(WORK REQUIRED):
Reproduce verbatim the lines from the one containing "like [39, 26]." through the final line below.

▬▬▬▬▬▬

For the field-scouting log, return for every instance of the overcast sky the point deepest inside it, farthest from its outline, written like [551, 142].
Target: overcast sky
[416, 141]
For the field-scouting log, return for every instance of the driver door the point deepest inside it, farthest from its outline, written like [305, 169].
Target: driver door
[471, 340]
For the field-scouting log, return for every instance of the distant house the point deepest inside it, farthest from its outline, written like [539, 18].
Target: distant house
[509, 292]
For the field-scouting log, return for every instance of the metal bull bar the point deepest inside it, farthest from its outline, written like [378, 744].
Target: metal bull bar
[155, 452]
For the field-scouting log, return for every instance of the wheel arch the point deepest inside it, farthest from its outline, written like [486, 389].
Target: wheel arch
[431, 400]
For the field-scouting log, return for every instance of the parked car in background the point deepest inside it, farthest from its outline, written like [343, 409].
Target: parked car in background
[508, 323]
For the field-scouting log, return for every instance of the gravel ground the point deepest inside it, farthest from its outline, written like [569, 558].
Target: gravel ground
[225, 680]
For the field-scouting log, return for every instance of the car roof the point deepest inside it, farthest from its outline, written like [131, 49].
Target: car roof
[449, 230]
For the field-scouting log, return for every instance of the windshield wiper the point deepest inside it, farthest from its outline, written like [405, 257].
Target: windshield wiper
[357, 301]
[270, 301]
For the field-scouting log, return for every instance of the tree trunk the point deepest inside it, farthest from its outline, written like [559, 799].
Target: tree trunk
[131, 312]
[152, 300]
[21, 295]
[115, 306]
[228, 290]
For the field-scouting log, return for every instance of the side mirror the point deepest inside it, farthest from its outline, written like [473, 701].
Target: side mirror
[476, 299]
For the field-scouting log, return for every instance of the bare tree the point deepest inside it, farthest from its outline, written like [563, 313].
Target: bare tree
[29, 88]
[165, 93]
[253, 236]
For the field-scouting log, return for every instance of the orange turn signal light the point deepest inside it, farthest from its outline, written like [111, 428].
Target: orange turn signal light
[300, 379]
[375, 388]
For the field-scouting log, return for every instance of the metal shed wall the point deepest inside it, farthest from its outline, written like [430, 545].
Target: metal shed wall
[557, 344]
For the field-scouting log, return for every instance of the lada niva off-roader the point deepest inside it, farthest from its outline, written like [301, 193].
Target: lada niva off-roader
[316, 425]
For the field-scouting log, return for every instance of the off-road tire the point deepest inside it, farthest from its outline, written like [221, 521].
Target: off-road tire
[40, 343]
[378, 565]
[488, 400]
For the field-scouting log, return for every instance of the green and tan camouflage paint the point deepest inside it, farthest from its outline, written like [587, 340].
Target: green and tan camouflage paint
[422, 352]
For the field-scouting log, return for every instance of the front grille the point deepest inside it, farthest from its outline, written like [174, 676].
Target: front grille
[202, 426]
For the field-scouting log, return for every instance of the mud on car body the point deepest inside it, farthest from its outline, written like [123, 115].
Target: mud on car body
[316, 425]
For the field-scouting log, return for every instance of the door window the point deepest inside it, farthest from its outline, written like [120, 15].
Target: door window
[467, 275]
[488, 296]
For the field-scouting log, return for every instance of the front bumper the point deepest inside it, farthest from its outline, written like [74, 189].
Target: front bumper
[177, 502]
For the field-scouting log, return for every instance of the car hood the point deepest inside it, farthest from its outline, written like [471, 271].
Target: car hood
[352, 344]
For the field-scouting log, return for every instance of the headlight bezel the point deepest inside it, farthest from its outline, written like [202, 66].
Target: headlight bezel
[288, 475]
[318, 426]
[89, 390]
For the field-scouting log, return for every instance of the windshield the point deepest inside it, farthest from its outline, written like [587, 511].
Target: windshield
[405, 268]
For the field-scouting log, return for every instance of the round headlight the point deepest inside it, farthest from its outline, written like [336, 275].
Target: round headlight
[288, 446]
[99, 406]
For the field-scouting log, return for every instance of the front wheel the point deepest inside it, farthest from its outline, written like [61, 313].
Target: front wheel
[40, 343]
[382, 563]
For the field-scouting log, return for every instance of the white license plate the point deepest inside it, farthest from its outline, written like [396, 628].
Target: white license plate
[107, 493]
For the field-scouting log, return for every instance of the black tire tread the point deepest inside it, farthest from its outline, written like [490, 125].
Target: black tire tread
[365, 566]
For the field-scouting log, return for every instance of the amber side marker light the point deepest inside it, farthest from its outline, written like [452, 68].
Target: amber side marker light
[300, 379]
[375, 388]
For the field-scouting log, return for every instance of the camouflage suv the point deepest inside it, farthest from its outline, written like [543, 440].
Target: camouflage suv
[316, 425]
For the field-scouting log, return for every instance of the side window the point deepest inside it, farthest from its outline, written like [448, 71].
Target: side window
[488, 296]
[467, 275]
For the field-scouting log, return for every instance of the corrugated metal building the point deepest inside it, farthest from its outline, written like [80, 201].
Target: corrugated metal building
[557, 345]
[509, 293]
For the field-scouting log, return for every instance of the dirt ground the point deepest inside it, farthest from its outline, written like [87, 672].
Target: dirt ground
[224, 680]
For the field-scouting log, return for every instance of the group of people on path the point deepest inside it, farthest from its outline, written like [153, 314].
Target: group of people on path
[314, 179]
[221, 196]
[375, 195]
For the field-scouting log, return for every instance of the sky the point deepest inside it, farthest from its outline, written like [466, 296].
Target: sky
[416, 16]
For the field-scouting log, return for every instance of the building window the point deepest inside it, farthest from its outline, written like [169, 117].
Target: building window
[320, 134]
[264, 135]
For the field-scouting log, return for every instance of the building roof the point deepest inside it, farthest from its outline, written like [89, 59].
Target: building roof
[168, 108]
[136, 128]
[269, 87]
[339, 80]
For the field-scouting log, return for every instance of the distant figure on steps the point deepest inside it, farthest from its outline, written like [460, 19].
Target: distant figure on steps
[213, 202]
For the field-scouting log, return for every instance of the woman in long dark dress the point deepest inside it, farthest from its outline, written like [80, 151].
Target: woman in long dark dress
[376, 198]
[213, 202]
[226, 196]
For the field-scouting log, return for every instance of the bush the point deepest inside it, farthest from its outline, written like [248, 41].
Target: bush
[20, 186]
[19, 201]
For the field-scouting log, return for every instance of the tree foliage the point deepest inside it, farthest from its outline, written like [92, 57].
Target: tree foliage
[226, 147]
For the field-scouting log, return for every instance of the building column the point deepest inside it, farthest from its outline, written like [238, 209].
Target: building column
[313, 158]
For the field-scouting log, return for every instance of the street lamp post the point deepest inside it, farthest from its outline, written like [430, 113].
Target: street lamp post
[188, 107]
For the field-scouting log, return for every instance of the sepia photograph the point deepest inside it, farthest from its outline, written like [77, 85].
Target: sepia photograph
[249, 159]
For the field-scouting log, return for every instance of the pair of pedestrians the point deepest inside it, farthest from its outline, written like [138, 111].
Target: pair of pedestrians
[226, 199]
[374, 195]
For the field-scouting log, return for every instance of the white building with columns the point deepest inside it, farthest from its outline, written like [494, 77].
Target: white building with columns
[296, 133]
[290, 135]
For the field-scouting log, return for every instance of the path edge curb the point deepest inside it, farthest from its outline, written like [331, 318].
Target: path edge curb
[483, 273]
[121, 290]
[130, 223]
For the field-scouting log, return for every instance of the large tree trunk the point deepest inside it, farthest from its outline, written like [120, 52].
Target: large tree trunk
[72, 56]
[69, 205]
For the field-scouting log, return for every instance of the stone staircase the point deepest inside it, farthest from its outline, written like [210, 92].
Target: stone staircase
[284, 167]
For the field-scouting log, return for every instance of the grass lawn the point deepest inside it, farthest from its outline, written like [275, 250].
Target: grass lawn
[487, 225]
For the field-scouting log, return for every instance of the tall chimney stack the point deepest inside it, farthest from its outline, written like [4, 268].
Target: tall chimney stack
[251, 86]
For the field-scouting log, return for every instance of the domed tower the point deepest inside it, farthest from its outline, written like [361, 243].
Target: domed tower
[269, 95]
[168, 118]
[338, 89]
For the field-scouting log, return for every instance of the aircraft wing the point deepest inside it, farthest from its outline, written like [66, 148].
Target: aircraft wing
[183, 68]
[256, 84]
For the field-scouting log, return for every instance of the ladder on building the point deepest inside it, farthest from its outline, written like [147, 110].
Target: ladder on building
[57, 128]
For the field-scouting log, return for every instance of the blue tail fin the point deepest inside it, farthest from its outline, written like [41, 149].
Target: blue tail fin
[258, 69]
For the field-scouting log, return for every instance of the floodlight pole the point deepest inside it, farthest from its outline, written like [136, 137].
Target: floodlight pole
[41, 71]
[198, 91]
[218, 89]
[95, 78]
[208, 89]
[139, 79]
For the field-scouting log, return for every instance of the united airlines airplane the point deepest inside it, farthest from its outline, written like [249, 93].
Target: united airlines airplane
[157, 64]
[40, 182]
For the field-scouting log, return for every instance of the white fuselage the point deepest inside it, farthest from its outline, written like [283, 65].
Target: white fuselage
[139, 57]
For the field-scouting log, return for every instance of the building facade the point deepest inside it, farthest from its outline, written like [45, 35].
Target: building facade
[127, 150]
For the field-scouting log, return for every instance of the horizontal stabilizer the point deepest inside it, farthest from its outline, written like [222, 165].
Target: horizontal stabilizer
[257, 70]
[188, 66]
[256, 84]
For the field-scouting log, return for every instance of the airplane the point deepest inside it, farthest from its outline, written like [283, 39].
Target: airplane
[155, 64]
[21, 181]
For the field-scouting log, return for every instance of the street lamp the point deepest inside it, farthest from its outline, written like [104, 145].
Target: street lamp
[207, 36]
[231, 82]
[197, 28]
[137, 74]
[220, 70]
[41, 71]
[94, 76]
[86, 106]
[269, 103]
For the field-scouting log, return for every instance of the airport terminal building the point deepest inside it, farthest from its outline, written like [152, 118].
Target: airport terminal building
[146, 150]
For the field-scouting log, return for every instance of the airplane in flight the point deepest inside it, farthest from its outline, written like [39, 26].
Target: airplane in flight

▬▬▬▬▬▬

(REPLY):
For the field-scouting log, return for every instance of the airplane in flight the point deepest inside it, farthest from its outline, written like [39, 26].
Target: airplane in flight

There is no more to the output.